[Input data start]
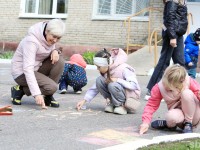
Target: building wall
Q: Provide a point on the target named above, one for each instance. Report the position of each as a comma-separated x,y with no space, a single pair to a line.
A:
81,30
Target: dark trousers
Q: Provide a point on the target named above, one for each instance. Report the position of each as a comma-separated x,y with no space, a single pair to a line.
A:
167,52
47,77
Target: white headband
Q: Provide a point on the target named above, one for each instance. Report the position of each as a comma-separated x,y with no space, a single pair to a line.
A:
102,62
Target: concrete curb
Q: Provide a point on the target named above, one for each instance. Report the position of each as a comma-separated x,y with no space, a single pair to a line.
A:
156,140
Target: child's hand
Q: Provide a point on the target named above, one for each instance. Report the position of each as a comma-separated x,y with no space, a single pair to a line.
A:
144,128
54,56
173,43
80,104
190,64
198,95
114,79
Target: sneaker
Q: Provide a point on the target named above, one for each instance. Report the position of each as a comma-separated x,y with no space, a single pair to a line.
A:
109,108
159,124
148,95
50,101
78,91
187,127
16,94
120,110
63,91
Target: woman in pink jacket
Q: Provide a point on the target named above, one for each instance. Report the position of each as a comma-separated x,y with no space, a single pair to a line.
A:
181,94
36,64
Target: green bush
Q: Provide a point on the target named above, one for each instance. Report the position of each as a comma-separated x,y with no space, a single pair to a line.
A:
88,57
6,54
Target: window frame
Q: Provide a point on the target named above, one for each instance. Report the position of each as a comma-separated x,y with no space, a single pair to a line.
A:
22,13
114,16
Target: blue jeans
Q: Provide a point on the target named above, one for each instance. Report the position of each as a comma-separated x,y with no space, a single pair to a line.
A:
167,52
192,72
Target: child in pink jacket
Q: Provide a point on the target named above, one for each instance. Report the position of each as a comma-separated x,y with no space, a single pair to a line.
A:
181,94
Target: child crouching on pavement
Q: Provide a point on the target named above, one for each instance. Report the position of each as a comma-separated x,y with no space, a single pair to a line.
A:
181,94
74,74
117,82
191,52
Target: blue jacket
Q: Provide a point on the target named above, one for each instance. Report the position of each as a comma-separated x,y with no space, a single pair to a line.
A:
191,51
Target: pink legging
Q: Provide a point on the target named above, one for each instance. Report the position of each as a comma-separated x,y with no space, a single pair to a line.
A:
189,110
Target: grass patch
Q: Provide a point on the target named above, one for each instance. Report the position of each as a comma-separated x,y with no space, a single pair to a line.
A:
187,144
6,54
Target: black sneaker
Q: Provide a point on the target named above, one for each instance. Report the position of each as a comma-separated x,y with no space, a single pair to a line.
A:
187,127
16,94
50,101
159,124
78,91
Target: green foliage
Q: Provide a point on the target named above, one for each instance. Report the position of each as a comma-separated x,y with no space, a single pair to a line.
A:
6,54
88,57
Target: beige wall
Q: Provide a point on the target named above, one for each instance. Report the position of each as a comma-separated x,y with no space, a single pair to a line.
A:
81,30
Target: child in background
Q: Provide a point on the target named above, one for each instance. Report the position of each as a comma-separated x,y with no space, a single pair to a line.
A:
74,74
117,81
181,94
191,52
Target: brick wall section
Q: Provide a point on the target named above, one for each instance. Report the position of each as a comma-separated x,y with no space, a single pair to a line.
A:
81,30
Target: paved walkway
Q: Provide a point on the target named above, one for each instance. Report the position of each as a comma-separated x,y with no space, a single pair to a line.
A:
64,128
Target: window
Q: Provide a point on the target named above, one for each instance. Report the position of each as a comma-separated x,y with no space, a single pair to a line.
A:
119,9
44,8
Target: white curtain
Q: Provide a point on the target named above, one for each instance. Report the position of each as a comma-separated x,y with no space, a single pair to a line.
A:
45,6
104,7
30,6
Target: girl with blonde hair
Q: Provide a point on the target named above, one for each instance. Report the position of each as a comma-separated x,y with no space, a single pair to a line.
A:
174,27
181,94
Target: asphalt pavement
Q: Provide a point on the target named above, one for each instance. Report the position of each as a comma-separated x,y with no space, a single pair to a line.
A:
65,128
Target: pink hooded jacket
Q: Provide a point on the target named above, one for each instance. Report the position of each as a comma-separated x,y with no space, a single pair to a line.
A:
172,98
30,54
78,60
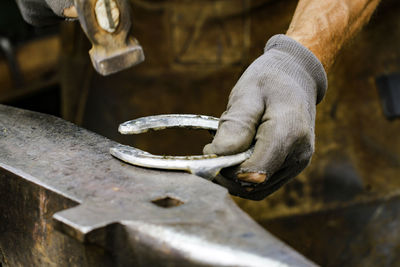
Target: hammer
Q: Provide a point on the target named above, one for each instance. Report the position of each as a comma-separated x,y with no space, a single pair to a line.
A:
108,26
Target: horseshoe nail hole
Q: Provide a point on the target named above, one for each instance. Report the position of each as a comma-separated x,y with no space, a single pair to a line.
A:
167,202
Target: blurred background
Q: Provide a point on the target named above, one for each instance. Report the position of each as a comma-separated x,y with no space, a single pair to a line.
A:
343,210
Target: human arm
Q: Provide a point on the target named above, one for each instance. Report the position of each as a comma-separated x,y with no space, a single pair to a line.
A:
44,12
273,103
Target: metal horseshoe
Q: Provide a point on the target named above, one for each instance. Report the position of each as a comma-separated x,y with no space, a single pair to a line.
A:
205,166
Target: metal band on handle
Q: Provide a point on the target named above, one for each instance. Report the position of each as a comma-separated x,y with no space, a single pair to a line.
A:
206,166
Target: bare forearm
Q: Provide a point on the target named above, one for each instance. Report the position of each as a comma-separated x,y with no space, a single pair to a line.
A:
325,26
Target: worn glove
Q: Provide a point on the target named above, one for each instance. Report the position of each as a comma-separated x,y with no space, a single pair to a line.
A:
272,105
43,12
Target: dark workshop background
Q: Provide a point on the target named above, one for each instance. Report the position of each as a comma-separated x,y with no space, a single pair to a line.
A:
343,210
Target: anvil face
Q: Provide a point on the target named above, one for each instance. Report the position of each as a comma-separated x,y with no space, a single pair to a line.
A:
66,201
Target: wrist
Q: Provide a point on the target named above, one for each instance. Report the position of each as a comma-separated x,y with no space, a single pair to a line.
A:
314,45
299,62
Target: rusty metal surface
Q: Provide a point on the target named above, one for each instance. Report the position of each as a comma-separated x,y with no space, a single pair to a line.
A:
55,174
197,50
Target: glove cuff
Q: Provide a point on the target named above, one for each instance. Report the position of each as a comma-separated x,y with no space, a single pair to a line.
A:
303,57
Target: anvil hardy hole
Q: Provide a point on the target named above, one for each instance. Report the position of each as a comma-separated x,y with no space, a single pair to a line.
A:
167,202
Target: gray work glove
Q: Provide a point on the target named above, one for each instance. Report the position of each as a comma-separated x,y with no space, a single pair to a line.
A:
43,12
272,105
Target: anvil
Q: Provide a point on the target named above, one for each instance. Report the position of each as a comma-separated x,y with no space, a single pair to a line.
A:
65,201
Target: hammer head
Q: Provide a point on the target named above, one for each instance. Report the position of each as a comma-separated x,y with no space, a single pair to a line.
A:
108,26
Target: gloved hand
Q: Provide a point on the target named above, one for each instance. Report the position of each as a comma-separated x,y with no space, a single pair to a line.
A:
273,104
44,12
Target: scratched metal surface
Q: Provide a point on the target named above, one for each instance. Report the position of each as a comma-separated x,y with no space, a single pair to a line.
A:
55,175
[Input data end]
* **Task goal**:
Reproduce every entry word for word, but skip any pictures.

* **Solution for this exercise**:
Target: building wall
Q: Provide a point on the target named above, one for each instance. Report the position of each as a comma-separated x,y with no space, a single pair to a line.
A:
81,30
Target: dark trousers
Q: Provide a point on the target named above, one for each instance. Report the position of each as a comma-separated x,y with no space, a single pair to a line.
A:
167,52
47,77
Target: white headband
Q: Provide a point on the target named above, one for each instance. Report the position of each as a comma-separated x,y with no space, a single pair to a line.
A:
102,62
Target: concrete curb
Q: Provide a point on the target named above, one for each instance. Report the position of each as a comma-separated x,y with no space, a single pair to a line.
A:
156,140
Target: child's hand
Q: Provide a point on the target named above, one for each instance. Report the position of each as a comma-separated x,y with no space, a single pair to a line.
A:
144,128
54,56
173,43
80,104
190,64
198,95
114,79
Target: sneaker
Q: Provide a point on the target named above, one for each instance. Report the position of each as a comma-separated x,y with no space, a single pair to a line.
A:
109,108
159,124
148,95
50,101
78,91
187,127
16,94
120,110
63,91
Target: woman in pink jacket
Q: Provide a point on the target named above, one for each instance. Report the position of each as a comma-separated x,y with no space, a single pair to a line.
A:
181,94
36,64
Target: green bush
Q: Provide a point on the target named above, one for each instance. Report the position of each as a comma-separated x,y with no space, a single pair to a line.
A:
88,57
6,54
Target: window frame
Q: Provide a point on the target named above, one for each instance. Report the position of each as a comma-separated x,y with no space, a single pair to a line.
A:
22,13
114,16
Target: blue jeans
Q: Provide a point on the target named above, one for each instance. Report the position of each as a comma-separated x,y with no space, a single pair to a line.
A:
167,52
192,72
Target: child in pink jacket
Q: Provide a point on the target named above, one for each instance. Report the position of each as a comma-separated x,y with no space, a single pair to a line.
A:
181,94
Target: child crouching on pavement
Q: Provide a point on the target named above, one for each instance. Report the position of each as a comma-separated x,y with no space, a single pair to a line.
A:
181,94
74,74
117,82
191,52
Target: blue jacket
Q: Provide a point on the target named above, one for each instance. Report the position of each as a comma-separated x,y with no space, a single pair to a line.
A:
191,51
Target: pink legging
Q: Provide a point on the target named above, one for each instance. Report the position of each as a comma-separated x,y with no space, a single pair to a line.
A:
189,110
Target: grass patch
Q: Provide a point on the target named above, one for each instance. Report the position of each as a comma-separated x,y with no space, a single pair to a line.
A:
187,144
6,54
Target: black sneaker
Q: Provide a point on the target named above, one for each instance. Report the position of each as a comma-separated x,y with no space, a single pair to a line.
A:
187,127
16,94
50,101
159,124
78,91
Target: green foliage
Q: Provide a point on the target named above, one for each instance. Report the position of each as a comma-separated x,y with no space, a single pair to a line.
A:
6,54
88,57
Target: beige wall
Q: Provide a point on the target named above, one for each instance. Report the position of each as a comma-separated x,y with no space, a single pair to a line.
A:
81,30
Target: child in background
Q: Provide a point on the target named above, one for each instance. Report the position of each as a comma-separated x,y with no space, a single pair to a line.
A:
74,74
117,81
181,94
191,52
Target: brick wall section
Q: Provide a point on the target named above, one for each instance. Report the position of each as a comma-separated x,y with no space, a single pair to a line.
A:
81,30
Target: paved walkway
Q: Provide a point on the target named above, one for each instance. Report the position of each as a comma-separated x,y with no space, a single pair to a line.
A:
64,128
Target: window
Q: Provide a point on the target named above, one for each instance. Report the position of each as a comma-separated x,y with no space, a single pair to a line.
A:
119,9
44,8
Target: white curtain
Q: Provide a point on the target named above, one for each instance. Report the position of each as a comma-separated x,y with no space, a single pair to a line.
A:
45,6
104,7
30,6
Target: girl with blonde hair
Q: Provide a point on the target named above, one for each instance. Report the position of each as a comma-separated x,y with no space, a single pair to a line.
A:
174,27
181,94
Target: asphalt pavement
Q: Provide a point on the target named above, one for each instance. Report the position of each as a comma-separated x,y with no space, a single pair to a line.
A:
65,128
Target: pink hooded jacket
Q: Provide a point on the target named above, one for each instance. Report the position of each as a comma-separated x,y with no space, a single pair to a line.
A:
172,98
30,54
78,60
Target: hammer
Q: Provide a point on the target named above, one for each instance. Report the position of each as a comma-separated x,y with no space, a single pair to a line.
A:
108,26
Target: horseshoe nail hole
Q: Provide a point on the target named above, one for each instance. Report the position of each as a comma-separated x,y with no space, a single pair to a line.
A:
167,202
Target: blurred background
Q: Provide a point on the target named above, one for each instance. Report the position of each as a comma-separated x,y with no space, a single pair to a line.
A:
343,210
Target: human arm
Q: Provide a point on the target named above, one for each instance. Report the position of each as a comma-separated x,y with no space, a single pair to a line.
A:
44,12
273,103
Target: metal horseshoe
Q: Provide a point on the target named above, one for each instance. Report the position of each as a comma-separated x,y with no space, a single pair to a line.
A:
205,166
Target: metal band on handle
Q: Provide a point on the target named above, one for each instance. Report the position of each as a comma-separated x,y with no space, a single pair to a line.
A:
206,166
Target: bare forearm
Q: Provide a point on the target named above, one for each instance. Report the position of each as a comma-separated x,y with no space, a single pair to a line.
A:
325,26
Target: worn glove
Q: Provide a point on the target named above, one for each instance. Report the position of each as a comma-separated x,y with no space, a single pair to a line.
A:
272,105
43,12
Target: dark workshop background
Q: Provide a point on the target named above, one for each instance. Report the position of each as a comma-separated x,y with no space, a single pair to a line.
A:
343,210
Target: anvil face
Q: Provide a point on the target named above, one for each instance. Report the position of each as a comma-separated x,y with no space, a single pair to a line.
A:
66,201
Target: wrist
Q: Provide a point on the target named above, one for each instance. Report the position of each as a comma-separated x,y with no space, a single pair to a line.
A:
314,45
299,62
Target: rusty metal surface
Q: Provide a point on the target named above, one for each instance. Report the position of each as a comma-separated x,y with no space, a single pair to a line.
A:
55,174
197,50
Target: glove cuff
Q: Provide a point on the target named above, one for each instance. Report the position of each as a comma-separated x,y with no space, a single pair to a line.
A:
303,57
Target: anvil hardy hole
Q: Provide a point on the target named above, one for each instance. Report the position of each as a comma-separated x,y with no space, a single pair to a line.
A:
167,202
Target: gray work glove
Q: Provide a point on the target named above, one for each instance. Report the position of each as a comma-separated x,y with no space, a single pair to a line.
A:
43,12
272,105
Target: anvil
Q: Provide a point on the target named above, one for each instance. Report the position of each as a comma-separated x,y with no space, a single pair to a line.
A:
65,201
Target: hammer head
Q: Provide a point on the target named above, one for each instance. Report the position of each as a comma-separated x,y with no space, a single pair to a line.
A:
108,26
Target: gloved hand
Q: Provide a point on the target named above, one for each instance. Report the position of each as a comma-separated x,y with no space, a single pair to a line.
A:
273,104
44,12
Target: scratched metal surface
Q: Provide a point on the target named above, one for each instance. Report the position of each as a comma-separated x,y with no space, a single pair to a line.
A:
55,175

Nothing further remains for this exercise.